» **WORK REQUIRED**
Search the lines of the records for the word "black", and copy every line that has it.

» **EXCERPTED RECORDS**
++++++++

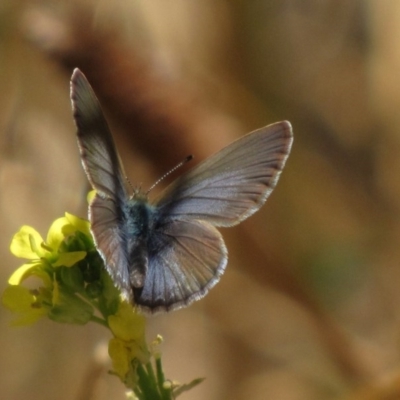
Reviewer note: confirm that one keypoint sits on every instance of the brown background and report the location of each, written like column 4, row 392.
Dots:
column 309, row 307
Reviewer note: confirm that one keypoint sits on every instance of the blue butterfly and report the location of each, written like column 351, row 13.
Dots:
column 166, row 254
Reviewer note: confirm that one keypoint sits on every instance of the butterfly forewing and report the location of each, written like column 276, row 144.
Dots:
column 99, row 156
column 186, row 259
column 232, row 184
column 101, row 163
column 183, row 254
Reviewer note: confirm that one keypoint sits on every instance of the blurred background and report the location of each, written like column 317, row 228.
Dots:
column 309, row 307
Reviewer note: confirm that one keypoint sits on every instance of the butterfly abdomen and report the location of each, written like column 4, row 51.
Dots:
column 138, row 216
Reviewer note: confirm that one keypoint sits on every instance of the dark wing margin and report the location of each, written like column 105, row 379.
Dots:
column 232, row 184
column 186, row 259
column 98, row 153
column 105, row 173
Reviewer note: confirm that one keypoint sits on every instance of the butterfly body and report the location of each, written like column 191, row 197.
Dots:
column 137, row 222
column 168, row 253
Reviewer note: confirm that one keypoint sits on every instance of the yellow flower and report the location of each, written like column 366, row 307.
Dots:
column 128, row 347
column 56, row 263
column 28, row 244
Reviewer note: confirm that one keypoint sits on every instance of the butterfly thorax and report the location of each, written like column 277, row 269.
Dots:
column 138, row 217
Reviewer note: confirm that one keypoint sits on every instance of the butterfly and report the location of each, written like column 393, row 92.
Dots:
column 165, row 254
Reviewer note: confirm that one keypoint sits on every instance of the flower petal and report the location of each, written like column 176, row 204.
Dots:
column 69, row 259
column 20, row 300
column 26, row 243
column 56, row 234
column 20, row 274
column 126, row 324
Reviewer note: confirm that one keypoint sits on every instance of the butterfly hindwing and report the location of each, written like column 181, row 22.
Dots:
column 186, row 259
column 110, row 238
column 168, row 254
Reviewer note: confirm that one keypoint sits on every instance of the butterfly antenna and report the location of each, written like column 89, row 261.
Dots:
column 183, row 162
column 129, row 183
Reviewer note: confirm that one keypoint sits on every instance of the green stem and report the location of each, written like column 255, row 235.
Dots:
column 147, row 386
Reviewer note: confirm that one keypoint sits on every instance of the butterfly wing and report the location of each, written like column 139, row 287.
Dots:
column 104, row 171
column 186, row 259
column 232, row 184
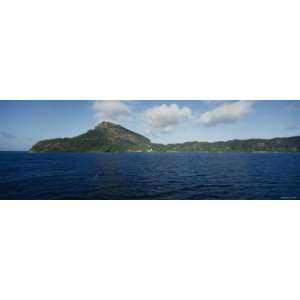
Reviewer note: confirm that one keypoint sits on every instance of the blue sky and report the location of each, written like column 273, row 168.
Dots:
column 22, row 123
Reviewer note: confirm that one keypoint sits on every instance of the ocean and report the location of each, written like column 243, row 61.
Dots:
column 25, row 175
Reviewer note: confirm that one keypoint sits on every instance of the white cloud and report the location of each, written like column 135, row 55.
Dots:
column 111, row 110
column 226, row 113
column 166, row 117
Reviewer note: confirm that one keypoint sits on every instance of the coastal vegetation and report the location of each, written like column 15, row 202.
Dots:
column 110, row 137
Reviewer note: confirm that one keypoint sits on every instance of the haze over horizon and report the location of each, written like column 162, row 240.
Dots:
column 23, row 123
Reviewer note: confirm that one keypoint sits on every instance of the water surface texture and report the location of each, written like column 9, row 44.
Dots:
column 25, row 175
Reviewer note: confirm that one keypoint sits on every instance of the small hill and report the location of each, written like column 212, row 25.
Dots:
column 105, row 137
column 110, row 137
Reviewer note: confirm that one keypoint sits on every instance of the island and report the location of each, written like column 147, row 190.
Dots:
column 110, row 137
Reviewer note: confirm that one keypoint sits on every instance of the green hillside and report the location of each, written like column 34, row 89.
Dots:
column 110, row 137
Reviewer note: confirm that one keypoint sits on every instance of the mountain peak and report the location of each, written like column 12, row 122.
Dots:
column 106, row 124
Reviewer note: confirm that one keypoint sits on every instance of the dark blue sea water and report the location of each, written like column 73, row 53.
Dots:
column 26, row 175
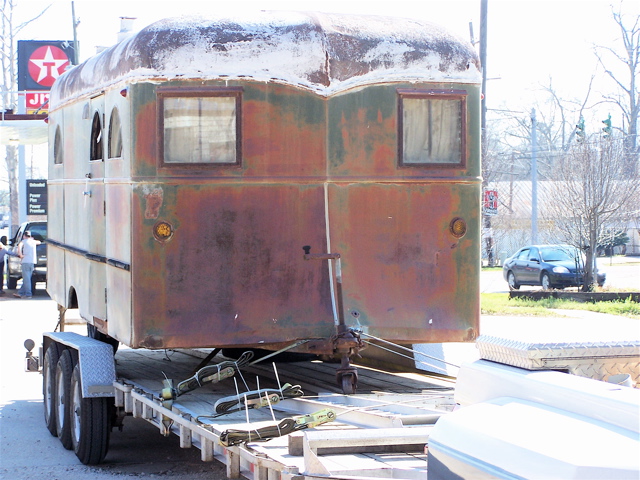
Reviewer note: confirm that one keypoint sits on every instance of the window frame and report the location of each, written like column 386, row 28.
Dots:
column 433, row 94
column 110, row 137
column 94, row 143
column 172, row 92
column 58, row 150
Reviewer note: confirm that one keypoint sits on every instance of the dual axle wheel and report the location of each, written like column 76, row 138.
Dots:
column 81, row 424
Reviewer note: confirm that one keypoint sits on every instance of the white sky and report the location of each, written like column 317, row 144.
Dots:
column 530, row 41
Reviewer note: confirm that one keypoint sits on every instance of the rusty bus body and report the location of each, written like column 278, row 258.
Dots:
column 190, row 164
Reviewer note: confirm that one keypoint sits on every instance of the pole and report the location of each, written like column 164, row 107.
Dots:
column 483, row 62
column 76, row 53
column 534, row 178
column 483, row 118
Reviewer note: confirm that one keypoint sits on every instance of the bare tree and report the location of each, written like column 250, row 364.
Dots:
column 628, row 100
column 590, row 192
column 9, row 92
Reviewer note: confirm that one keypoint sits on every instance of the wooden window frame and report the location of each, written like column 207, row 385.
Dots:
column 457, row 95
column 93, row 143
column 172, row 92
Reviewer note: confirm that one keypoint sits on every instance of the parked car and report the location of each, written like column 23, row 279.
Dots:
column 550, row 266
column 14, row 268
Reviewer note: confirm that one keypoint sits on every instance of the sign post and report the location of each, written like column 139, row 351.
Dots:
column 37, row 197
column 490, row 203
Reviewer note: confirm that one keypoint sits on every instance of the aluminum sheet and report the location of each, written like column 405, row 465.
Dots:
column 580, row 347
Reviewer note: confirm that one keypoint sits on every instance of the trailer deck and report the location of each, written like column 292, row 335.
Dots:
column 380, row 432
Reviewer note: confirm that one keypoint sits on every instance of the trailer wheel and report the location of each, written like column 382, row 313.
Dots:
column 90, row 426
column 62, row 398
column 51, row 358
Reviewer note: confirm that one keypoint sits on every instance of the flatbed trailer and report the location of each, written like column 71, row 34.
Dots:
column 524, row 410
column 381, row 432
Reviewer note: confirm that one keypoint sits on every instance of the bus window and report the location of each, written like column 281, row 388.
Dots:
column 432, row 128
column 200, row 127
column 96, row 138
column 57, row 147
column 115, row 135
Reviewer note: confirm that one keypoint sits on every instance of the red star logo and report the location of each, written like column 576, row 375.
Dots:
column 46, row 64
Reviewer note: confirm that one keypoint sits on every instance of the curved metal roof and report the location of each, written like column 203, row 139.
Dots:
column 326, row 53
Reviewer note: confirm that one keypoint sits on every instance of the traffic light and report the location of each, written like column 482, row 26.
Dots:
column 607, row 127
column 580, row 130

++++++++

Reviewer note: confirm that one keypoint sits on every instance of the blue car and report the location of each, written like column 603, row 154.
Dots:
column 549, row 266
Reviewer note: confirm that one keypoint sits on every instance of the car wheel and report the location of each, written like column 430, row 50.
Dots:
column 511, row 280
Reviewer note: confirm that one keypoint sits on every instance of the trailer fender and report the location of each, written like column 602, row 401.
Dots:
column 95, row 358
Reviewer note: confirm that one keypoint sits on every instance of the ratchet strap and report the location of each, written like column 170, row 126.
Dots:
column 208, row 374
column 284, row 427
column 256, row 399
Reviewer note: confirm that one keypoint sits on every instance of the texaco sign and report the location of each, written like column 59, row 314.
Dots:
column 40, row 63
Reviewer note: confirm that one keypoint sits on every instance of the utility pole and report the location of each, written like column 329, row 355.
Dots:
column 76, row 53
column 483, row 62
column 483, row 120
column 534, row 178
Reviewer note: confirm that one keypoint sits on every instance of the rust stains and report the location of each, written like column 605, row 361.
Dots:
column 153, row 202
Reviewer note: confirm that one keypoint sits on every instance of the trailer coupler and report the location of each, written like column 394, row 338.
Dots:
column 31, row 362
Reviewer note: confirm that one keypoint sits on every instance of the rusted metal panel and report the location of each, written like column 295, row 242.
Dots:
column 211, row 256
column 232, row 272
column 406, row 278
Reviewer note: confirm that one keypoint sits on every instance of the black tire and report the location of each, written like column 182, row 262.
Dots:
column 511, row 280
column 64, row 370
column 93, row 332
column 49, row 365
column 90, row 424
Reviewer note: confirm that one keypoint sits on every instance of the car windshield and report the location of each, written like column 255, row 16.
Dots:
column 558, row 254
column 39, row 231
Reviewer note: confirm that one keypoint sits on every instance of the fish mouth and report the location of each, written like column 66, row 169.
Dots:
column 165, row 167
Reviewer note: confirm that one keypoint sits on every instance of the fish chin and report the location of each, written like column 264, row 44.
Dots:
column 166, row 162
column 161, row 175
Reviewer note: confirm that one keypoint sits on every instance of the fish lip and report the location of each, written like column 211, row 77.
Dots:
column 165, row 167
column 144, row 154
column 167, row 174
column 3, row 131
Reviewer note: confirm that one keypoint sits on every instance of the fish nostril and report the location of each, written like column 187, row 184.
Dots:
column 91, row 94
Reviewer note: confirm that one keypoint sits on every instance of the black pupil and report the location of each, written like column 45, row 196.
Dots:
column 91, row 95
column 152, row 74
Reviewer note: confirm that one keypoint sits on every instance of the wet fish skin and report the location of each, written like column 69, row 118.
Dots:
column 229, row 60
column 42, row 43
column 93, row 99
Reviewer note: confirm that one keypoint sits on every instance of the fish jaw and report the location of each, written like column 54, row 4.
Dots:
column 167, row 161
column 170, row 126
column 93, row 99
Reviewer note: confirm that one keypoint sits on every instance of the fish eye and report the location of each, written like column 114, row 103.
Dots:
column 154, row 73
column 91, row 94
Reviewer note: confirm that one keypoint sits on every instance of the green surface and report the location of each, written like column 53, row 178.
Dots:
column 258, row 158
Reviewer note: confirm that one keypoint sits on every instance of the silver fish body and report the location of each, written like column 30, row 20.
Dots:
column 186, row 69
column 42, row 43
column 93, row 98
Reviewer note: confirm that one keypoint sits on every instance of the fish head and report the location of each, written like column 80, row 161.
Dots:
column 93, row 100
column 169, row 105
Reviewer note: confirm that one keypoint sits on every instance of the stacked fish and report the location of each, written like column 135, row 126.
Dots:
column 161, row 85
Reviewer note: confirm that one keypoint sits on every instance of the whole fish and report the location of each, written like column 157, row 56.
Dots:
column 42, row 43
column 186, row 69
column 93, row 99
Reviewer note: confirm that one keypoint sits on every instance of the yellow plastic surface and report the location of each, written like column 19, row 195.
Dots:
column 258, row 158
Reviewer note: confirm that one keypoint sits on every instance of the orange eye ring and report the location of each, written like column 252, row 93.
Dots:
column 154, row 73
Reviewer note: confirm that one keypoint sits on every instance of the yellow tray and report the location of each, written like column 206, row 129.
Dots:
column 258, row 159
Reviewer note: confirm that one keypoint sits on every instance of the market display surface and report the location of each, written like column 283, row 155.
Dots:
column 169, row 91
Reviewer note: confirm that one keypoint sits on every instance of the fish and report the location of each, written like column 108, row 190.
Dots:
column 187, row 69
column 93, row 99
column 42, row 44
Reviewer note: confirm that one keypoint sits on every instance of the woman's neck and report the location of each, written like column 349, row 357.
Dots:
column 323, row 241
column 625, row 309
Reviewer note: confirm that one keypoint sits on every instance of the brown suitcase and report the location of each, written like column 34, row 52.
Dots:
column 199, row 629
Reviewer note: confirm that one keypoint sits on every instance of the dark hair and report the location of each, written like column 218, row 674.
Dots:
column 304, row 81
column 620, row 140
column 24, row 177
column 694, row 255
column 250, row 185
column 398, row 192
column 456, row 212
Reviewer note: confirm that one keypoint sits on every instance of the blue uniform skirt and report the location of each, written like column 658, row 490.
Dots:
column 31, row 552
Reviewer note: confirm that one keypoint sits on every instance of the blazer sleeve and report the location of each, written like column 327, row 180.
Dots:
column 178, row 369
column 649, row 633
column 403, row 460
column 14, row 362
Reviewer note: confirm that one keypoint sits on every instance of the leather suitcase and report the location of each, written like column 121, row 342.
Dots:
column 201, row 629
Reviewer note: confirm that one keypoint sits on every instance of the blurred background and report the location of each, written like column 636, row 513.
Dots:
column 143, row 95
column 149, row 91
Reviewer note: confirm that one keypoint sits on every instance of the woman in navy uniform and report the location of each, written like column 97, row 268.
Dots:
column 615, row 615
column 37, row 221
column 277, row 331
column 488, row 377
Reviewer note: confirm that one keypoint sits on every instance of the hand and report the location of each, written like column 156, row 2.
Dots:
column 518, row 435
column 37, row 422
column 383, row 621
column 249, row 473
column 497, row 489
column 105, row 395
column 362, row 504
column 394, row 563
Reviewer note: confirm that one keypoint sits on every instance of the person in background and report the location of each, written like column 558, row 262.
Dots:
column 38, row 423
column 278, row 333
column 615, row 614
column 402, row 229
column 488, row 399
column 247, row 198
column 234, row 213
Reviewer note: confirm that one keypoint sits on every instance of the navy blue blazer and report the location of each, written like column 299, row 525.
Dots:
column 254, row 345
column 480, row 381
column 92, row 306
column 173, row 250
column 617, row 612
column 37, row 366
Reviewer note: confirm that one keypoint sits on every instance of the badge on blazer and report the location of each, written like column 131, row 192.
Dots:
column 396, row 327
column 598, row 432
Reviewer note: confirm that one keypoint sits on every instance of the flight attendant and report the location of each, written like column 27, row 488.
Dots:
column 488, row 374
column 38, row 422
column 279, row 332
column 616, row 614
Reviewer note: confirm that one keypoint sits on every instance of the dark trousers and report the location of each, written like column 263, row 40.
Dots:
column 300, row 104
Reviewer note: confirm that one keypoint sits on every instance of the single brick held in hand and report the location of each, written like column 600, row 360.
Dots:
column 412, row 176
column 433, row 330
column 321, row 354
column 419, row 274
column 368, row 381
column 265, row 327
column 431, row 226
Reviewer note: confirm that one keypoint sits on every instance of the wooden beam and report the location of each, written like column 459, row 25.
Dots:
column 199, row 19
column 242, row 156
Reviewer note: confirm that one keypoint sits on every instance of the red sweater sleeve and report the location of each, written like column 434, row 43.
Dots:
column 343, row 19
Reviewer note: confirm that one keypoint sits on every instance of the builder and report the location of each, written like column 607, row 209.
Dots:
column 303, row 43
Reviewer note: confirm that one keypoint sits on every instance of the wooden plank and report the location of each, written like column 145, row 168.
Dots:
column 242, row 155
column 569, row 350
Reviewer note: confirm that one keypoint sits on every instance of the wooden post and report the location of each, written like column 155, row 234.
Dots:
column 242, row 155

++++++++

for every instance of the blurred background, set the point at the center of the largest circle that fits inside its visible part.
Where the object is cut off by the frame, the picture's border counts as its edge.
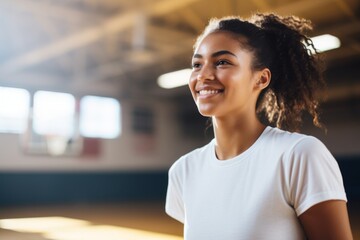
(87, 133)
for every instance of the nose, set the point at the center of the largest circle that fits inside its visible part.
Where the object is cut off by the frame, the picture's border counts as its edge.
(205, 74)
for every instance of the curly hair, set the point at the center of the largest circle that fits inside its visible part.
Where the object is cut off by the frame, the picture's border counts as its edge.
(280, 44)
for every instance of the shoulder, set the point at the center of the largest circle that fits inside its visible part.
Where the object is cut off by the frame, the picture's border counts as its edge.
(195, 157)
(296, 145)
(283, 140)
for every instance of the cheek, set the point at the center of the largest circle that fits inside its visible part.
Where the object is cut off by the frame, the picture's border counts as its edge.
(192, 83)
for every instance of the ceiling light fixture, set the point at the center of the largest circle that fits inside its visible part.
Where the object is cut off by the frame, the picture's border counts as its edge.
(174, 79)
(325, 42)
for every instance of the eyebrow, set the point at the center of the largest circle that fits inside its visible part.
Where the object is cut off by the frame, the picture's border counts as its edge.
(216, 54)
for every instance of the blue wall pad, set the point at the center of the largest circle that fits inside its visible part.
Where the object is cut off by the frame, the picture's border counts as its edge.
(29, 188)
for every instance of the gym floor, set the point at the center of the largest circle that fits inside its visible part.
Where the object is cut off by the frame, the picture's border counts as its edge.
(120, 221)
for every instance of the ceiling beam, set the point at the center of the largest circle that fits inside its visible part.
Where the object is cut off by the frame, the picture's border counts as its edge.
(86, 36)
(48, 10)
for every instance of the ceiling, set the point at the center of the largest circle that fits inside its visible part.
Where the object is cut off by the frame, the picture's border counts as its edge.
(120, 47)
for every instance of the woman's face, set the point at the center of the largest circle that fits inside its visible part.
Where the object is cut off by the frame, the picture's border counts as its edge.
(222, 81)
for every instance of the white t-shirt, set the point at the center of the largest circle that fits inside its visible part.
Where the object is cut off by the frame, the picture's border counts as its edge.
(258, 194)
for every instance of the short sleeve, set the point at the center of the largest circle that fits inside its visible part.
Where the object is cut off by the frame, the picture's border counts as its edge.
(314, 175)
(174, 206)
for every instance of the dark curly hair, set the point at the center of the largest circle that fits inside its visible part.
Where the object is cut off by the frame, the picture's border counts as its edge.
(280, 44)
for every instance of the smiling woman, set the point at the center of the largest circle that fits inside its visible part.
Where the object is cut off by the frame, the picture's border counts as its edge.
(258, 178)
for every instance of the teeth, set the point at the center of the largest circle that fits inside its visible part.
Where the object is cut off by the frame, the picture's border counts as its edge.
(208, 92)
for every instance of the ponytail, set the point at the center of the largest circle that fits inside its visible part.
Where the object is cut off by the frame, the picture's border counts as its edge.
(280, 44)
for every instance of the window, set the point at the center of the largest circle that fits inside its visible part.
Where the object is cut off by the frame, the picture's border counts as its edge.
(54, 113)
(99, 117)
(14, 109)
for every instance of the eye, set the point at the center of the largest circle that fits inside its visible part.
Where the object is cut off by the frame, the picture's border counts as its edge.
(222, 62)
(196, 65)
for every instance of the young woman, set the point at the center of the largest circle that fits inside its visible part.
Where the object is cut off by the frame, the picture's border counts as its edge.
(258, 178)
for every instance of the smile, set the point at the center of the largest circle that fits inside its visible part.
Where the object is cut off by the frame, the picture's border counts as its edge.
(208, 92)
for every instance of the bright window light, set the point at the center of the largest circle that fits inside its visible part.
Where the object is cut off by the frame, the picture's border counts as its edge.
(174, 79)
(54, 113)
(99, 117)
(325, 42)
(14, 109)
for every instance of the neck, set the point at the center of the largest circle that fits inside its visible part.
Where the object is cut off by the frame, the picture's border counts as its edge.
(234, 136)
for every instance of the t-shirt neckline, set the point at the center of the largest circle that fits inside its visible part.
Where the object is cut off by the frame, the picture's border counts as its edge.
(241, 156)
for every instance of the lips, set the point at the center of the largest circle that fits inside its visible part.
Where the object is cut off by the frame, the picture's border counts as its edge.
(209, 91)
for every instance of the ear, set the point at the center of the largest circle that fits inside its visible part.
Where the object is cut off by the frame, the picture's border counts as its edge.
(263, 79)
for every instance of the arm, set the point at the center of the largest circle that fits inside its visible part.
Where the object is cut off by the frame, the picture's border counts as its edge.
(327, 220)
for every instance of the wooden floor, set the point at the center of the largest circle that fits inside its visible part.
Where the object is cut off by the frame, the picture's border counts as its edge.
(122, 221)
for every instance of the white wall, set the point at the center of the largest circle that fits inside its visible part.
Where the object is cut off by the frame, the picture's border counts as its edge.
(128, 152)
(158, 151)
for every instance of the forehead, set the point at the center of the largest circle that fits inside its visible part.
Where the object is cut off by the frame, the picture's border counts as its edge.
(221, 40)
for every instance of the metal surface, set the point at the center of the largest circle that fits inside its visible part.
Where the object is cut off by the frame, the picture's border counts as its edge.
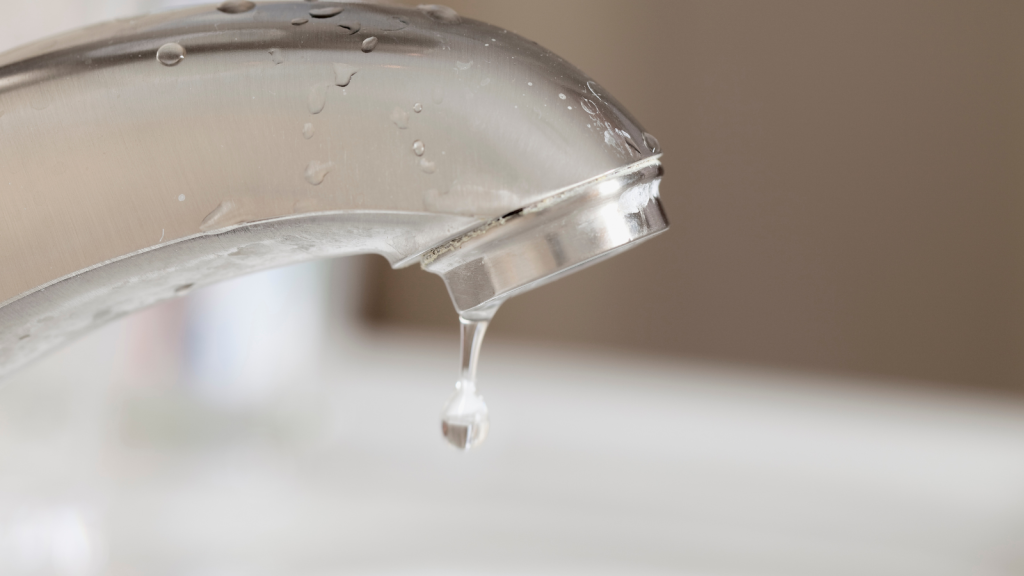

++++++++

» **EXERCISE RESPONSE**
Reviewer note: confirm that one keypoint sits on every instance of the black tire and report the location of each, written like column 182, row 262.
Reviewer note: confirm that one keypoint sits on every instance of the black pupil and report the location of each, written like column 45, row 196.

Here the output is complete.